#### [TO BE DONE]
Count how many lines in the entries below contain the string "hood", with case counting. Reply with the number alone.

#### [INPUT]
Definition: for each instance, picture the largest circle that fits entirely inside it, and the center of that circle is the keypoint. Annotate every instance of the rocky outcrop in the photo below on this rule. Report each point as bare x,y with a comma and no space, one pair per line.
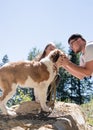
65,116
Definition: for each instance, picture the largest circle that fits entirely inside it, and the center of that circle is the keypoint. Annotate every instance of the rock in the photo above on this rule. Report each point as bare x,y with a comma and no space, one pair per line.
65,116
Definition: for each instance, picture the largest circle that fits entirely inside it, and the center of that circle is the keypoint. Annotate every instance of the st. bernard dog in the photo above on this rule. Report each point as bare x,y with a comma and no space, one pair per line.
37,75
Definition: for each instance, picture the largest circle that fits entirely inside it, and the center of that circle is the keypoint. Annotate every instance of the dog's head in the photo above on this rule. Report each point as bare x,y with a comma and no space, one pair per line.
55,54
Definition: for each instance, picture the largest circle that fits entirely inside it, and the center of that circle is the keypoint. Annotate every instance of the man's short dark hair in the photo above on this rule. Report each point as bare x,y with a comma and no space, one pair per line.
75,36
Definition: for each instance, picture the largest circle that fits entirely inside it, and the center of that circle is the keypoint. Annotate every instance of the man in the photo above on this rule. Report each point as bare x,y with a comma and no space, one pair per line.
78,44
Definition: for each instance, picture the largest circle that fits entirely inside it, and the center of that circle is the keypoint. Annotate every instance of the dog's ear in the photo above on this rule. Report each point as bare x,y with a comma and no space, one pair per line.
55,55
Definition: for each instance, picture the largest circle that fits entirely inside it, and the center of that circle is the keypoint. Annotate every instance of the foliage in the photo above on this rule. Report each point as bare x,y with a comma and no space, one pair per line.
87,108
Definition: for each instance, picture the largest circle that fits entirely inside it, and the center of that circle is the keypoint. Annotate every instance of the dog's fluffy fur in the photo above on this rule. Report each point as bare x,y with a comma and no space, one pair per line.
37,75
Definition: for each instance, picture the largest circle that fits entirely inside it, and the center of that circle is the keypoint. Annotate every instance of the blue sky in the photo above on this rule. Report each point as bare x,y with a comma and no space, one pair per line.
25,24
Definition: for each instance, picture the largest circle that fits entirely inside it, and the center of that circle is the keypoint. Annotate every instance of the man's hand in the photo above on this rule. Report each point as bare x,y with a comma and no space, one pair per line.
62,61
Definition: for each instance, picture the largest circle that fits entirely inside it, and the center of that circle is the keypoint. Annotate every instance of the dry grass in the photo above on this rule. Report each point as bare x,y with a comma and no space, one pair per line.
88,110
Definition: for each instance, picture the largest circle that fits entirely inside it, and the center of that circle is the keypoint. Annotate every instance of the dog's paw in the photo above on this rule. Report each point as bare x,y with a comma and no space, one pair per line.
47,109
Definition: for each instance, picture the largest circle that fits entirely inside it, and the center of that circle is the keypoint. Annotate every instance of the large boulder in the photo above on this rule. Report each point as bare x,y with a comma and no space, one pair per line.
65,116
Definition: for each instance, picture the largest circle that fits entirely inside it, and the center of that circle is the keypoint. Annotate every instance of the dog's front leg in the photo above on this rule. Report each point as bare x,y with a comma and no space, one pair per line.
42,95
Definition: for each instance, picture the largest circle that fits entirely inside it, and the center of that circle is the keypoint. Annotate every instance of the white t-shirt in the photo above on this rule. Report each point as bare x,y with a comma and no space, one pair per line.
88,55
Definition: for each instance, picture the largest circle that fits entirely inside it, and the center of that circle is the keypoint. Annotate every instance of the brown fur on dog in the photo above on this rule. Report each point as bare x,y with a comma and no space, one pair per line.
37,75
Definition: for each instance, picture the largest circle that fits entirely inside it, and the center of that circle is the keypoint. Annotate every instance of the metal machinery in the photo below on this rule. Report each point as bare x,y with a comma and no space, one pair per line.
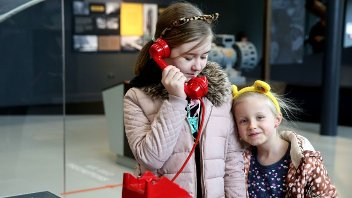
233,56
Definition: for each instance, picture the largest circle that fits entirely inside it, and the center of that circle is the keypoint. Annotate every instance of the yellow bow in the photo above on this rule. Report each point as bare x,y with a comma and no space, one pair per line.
259,87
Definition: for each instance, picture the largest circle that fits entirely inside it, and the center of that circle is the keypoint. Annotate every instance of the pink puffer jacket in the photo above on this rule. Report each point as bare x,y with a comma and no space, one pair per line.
160,139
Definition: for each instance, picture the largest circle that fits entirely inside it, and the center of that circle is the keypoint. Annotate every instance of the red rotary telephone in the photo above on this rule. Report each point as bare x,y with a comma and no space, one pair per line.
196,87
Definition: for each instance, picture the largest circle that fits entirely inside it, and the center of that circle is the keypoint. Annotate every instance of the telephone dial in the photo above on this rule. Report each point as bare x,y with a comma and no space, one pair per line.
196,87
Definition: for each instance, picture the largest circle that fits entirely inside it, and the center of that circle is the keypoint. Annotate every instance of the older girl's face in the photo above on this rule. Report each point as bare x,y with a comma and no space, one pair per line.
191,57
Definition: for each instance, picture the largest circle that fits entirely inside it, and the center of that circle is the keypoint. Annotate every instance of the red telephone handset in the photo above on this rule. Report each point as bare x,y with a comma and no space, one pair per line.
196,87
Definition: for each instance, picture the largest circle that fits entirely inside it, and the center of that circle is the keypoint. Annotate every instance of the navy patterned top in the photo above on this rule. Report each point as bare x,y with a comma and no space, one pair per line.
268,181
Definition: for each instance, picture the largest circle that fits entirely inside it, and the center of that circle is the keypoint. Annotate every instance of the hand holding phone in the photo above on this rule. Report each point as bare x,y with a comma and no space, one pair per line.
196,87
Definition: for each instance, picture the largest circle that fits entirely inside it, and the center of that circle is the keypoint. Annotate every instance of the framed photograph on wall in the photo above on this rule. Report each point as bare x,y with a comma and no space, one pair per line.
96,26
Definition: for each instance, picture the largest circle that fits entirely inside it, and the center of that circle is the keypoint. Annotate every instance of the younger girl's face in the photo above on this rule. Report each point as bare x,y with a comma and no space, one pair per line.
191,57
257,124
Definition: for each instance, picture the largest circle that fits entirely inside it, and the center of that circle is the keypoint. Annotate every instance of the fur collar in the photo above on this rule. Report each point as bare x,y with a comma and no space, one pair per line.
219,86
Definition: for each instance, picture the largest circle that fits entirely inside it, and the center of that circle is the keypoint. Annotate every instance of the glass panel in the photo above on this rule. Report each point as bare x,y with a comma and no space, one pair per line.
31,116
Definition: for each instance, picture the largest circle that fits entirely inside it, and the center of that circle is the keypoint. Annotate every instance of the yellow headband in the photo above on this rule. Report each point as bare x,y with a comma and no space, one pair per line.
259,87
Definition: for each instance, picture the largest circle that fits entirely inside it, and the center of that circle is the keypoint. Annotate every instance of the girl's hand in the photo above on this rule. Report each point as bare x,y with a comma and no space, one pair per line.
174,81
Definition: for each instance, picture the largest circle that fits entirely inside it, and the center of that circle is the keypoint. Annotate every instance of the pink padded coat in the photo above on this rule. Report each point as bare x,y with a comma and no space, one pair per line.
160,137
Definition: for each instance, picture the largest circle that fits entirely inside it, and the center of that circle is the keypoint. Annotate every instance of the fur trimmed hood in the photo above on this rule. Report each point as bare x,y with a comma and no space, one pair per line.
219,86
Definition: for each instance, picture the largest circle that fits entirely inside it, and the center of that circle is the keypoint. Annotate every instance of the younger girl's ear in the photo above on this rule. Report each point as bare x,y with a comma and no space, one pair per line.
278,120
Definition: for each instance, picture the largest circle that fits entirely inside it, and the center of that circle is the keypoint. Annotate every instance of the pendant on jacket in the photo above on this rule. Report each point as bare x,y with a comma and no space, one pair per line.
193,120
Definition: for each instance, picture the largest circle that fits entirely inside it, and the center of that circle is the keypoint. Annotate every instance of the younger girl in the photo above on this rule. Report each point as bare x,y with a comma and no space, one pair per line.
277,163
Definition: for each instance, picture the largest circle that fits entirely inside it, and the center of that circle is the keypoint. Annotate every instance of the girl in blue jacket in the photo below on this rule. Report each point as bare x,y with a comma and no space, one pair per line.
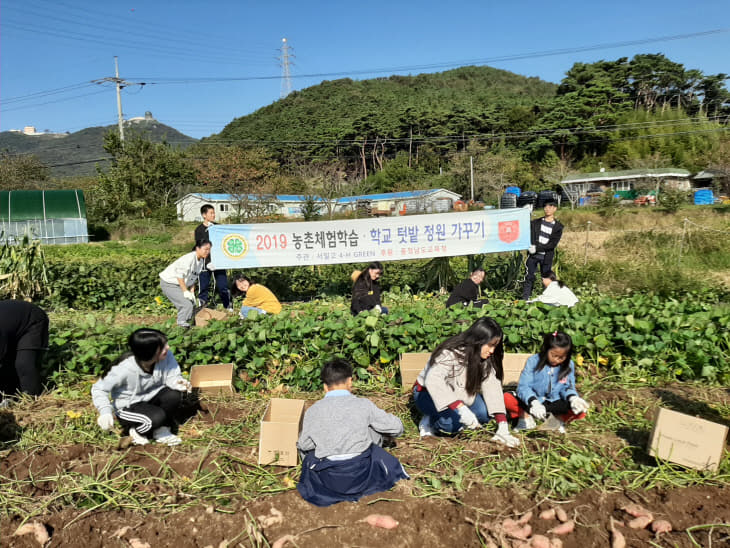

#### [THE RESULT]
1